Dependent claims 2-3 and 6 are read upon by the claim 1 of U.S. Patent No. 12,111,789.
Claims 7-8, 10, 14-15, 17, 19, and 23 are rejected on the ground of nonstatutory double patenting as being unpatentable over claims 1 of U.S. Patent No. 12,111,789 in view of Goel et al. (U.S. 2016/0055667).
Claims 4, 12, 21, 24-25, and 27 are rejected on the ground of nonstatutory double patenting as being unpatentable over claims 1 of U.S. Patent No. 12,111,789 in view of Goel et al. (U.S. 2016/0055667), in view of Official Notice.
Maintained and New Claim Rejections - 35 USC § 102
In the event the determination of the status of the application as subject to AIA 35 U.S.C. 102 and 103 (or as subject to pre-AIA 35 U.S.C. 102 and 103) is incorrect, any correction of the statutory basis for the rejection will not be considered a new ground of rejection if the prior art relied upon, and the rationale supporting the rejection, would be the same under either status.
The following is a quotation of the appropriate paragraphs of 35 U.S.C. 102 that form the basis for the rejections under this section made in this Office action:
A person shall be entitled to a patent unless –
(a)(1) the claimed invention was patented, described in a printed publication, or in public use, on sale or otherwise available to the public before the effective filing date of the claimed invention.
(a)(2) the claimed invention was described in a patent issued under section 151, or in an application for patent published or deemed published under section 122(b), in which the patent or application, as the case may be, names another inventor and was effectively filed before the effective filing date of the claimed invention.

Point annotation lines
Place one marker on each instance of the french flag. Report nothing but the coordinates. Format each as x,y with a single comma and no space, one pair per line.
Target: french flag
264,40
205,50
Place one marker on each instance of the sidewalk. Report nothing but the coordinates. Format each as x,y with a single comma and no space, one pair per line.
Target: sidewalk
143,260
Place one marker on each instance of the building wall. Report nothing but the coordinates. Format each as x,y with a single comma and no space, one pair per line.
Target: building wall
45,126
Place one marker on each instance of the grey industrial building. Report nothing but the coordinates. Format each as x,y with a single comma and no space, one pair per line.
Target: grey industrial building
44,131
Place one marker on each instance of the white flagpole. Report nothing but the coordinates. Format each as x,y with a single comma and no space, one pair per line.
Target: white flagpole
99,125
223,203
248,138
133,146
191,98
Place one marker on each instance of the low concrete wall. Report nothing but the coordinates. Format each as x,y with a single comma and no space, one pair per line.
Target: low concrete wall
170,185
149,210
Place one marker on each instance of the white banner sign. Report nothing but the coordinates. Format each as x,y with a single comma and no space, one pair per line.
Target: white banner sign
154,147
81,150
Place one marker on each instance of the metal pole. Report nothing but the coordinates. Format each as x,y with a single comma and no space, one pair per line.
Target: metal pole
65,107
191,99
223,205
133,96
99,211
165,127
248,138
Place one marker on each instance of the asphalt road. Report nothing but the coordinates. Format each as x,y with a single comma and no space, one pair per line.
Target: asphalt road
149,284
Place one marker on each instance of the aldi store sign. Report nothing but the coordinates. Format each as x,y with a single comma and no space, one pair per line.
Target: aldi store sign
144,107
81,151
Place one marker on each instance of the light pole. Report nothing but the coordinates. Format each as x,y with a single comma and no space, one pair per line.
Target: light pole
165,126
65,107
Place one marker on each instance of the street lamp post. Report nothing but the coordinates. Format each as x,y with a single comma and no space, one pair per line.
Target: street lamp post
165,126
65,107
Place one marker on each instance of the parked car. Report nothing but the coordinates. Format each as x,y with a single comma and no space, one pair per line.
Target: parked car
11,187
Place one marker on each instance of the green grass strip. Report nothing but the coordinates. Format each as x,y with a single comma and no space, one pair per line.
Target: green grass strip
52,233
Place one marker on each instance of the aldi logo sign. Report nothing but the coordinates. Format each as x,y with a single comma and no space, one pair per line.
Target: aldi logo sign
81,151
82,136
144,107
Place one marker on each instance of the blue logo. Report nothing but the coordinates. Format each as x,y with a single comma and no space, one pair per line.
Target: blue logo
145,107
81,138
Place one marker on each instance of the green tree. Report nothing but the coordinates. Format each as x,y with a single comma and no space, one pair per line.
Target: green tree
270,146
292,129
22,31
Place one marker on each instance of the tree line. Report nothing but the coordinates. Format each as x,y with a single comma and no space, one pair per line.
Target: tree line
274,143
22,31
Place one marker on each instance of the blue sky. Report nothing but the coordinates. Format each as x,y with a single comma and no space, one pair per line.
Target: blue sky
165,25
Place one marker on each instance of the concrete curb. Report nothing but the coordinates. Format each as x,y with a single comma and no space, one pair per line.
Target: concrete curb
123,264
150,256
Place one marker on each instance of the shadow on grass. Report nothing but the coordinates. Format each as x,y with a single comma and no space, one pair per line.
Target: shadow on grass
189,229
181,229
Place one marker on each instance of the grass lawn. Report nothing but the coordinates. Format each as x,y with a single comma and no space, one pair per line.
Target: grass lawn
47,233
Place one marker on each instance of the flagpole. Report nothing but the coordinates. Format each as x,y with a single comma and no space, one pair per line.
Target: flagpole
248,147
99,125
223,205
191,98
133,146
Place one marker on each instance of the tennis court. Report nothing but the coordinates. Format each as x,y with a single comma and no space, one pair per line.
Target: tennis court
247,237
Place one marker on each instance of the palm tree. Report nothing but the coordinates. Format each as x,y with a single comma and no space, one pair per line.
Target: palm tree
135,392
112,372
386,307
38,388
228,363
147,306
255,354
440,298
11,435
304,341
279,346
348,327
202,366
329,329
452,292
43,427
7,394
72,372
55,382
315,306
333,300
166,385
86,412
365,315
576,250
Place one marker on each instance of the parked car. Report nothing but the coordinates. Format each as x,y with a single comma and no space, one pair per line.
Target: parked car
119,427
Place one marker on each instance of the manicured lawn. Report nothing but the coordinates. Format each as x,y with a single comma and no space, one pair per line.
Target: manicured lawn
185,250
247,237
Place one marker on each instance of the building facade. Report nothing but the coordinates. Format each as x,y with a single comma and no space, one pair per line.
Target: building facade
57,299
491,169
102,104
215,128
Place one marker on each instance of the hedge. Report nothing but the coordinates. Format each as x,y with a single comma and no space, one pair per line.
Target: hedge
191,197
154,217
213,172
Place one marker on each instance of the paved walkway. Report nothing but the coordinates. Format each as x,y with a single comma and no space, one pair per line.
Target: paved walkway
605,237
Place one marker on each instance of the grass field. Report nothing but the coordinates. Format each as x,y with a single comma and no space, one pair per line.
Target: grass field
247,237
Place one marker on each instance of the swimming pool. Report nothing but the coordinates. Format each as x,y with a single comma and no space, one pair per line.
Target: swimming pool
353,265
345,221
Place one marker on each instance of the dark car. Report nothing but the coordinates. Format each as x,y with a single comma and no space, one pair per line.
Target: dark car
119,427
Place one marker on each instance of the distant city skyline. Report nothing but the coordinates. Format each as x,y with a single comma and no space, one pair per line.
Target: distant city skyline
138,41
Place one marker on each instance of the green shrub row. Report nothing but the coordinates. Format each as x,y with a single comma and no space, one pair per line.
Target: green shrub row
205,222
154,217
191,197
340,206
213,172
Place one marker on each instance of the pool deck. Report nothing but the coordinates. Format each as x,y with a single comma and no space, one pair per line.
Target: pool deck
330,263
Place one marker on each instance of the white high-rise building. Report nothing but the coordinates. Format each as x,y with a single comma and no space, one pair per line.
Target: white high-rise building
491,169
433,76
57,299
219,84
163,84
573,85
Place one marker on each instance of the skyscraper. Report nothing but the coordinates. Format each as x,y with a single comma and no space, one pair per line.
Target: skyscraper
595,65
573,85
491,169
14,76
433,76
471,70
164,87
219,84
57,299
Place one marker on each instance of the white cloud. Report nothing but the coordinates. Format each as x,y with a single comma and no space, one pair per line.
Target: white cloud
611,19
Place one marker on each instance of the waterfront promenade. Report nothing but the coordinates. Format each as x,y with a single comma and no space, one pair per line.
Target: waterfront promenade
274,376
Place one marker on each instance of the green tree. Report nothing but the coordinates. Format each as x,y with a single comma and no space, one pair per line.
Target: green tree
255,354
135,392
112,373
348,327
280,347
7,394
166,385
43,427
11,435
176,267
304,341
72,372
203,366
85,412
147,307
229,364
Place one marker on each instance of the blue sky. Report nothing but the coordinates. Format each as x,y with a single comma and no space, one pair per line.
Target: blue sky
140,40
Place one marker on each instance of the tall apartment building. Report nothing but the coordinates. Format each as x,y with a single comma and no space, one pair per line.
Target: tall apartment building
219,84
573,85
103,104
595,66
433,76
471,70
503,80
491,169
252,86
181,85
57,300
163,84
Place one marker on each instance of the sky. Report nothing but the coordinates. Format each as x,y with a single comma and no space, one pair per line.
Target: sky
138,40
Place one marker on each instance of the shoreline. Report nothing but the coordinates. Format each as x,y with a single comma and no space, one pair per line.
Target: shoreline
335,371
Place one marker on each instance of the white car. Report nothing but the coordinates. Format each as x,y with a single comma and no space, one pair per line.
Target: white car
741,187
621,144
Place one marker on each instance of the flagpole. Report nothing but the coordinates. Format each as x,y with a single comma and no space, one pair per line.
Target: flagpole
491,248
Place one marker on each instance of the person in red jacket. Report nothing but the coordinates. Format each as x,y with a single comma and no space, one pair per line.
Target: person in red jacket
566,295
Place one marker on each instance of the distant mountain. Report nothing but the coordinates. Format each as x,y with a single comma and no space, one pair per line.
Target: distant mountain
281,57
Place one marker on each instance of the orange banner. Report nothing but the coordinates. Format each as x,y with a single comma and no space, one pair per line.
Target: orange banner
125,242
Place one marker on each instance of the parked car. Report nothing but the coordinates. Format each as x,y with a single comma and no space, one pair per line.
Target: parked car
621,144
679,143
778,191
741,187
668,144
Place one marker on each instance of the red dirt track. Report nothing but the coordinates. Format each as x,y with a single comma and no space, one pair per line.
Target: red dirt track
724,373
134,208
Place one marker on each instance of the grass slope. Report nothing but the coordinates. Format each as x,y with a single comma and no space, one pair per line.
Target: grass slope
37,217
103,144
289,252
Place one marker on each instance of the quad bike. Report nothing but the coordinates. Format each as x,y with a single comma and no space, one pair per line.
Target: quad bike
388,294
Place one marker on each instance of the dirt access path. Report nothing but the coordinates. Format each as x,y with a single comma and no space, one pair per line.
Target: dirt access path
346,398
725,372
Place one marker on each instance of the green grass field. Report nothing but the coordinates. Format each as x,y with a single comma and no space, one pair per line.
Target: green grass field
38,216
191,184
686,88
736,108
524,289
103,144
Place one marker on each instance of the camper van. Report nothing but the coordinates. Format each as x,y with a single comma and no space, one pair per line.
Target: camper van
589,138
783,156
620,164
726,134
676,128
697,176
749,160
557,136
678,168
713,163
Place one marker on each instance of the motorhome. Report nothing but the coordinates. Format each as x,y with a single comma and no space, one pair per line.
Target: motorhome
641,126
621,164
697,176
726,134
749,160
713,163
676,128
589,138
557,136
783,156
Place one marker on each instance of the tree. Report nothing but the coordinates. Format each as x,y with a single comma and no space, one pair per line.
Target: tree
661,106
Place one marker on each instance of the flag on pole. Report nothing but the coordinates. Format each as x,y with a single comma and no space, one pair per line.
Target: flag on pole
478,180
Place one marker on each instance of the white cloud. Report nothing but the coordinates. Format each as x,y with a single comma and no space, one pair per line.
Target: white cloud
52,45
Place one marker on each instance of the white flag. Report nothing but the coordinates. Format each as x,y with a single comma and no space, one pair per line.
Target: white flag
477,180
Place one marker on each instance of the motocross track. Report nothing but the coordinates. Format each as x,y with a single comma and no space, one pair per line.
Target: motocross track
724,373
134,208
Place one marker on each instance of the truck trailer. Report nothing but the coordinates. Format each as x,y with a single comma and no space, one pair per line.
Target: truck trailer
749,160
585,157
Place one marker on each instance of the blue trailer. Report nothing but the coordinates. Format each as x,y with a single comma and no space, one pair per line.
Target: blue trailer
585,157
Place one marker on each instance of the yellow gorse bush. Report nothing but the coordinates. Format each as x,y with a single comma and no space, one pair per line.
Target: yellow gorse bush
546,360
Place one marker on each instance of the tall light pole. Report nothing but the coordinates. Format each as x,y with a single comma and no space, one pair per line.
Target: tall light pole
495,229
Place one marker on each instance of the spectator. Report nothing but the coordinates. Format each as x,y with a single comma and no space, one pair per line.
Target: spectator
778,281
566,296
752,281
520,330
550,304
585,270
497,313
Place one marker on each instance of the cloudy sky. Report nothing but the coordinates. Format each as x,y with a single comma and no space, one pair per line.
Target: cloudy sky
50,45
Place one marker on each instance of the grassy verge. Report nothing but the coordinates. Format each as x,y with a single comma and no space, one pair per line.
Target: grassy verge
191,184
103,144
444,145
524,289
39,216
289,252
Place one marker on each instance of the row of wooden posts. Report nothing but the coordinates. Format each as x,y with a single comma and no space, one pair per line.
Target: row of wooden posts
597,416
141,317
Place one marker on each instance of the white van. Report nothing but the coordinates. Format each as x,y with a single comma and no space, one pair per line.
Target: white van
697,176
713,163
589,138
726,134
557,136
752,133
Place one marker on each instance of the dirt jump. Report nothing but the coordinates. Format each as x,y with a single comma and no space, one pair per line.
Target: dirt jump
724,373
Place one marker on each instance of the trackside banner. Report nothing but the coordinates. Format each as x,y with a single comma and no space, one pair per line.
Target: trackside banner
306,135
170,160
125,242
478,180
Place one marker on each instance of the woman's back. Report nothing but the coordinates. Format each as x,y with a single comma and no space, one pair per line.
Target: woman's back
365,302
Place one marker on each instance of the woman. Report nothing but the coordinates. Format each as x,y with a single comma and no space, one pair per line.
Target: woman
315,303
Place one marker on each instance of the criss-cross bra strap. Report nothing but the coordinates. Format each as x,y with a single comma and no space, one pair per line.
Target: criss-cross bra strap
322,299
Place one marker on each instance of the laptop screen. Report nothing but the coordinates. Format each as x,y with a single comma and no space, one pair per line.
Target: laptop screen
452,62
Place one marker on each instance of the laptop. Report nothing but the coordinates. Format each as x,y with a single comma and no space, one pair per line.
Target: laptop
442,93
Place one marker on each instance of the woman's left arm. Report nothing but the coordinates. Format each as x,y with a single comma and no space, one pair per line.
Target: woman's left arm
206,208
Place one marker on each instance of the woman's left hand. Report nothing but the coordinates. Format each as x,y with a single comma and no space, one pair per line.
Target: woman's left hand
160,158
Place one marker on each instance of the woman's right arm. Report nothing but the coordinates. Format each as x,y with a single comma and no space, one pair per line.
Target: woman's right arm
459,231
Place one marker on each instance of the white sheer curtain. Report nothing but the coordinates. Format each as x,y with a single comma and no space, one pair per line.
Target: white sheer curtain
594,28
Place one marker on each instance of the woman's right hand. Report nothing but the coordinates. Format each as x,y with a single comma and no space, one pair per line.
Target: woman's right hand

◆ Task instructions:
1. Edit the Office action excerpt, writing out everything from "The following is" down to "filed before the effective filing date of the claimed invention." with "claimed invention" changed to "disclosed invention".
2. Resume the Office action excerpt with what comes after its last sentence.

◆ Final results:
1.
The following is a quotation of the appropriate paragraphs of 35 U.S.C. 102 that form the basis for the rejections under this section made in this Office action:
A person shall be entitled to a patent unless –
(a)(1) the disclosed invention was patented, described in a printed publication, or in public use, on sale or otherwise available to the public before the effective filing date of the disclosed invention.
(a)(2) the disclosed invention was described in a patent issued under section 151, or in an application for patent published or deemed published under section 122(b), in which the patent or application, as the case may be, names another inventor and was effectively filed before the effective filing date of the disclosed invention.

2.
Claims 1-3, 6-8, 10, 14-15, 17, 19, and 23 are rejected under 35 U.S.C. 102(a)(1 & 2) as being anticipated by Goel et al. (U.S. 2016/0055667).
As per claim 1:
Goel disclosed a device comprising:
a set of registers (Goel: Figures 2-3 elements 38-40 and 48, paragraph 97); and
a vector arithmetic logic unit (ALU), wherein the vector ALU is reconfigurable in response to a type of data or instructions received (Goel: Figures 2-3 elements 44 and 46A-H, paragraphs 92-95 and 97)(The set of PEs reads upon the vector ALU. The PEs are configured for execution based on instructions from the instruction store.) for processing to:
operate as a single vector ALU, operate as multiple parallel vector ALUs, operate as multiple scalar ALUs, or operate as a combination of one or more parallel vector ALUs and one or more scalar ALUs (Goel: Figures 2-3 elements 46A-H, paragraphs 92-97)(The PEs are configured for operation using multiple scalar ALUs or multiple vector ALUs. The PEs can be configured to operate in parallel using multiple parallel vector ALUs/scalar ALUs.).
As per claim 2:
Goel disclosed the device of claim 1, further comprising a controller configured to dynamically reconfigure the vector ALU based on incoming data types or instruction sets (Goel: Figure 3 element 42, paragraphs 90 and 94).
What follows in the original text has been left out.